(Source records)

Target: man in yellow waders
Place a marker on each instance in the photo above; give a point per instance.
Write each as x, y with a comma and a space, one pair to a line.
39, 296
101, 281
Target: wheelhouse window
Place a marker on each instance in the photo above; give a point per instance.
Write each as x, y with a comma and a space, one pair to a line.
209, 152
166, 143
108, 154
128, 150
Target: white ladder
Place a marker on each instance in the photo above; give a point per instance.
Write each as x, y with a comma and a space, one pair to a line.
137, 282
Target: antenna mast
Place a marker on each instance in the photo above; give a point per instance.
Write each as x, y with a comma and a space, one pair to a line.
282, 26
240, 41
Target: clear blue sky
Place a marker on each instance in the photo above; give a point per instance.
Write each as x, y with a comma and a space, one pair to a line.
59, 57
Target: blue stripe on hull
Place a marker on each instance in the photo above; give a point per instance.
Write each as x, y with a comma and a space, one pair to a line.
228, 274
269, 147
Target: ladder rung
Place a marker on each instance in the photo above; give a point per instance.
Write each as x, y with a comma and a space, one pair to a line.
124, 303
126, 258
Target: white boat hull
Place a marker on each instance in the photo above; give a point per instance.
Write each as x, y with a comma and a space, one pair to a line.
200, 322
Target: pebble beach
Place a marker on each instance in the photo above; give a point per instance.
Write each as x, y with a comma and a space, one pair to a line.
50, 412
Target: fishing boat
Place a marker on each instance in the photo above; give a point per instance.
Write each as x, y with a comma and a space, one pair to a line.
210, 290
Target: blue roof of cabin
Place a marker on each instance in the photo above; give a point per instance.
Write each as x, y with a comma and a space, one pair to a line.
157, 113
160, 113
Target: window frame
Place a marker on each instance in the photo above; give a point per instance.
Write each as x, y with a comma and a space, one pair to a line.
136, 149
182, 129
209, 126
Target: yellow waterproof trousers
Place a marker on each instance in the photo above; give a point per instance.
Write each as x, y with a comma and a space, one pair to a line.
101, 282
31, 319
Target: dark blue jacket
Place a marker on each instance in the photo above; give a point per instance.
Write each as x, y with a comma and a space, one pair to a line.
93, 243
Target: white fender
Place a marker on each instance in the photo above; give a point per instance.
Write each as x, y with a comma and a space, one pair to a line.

■ **Assignment**
Which lines of the data include the word "white"? Copy each one.

■ **Response to this exercise**
Target: white ladder
Target: white boat hull
Target: white fender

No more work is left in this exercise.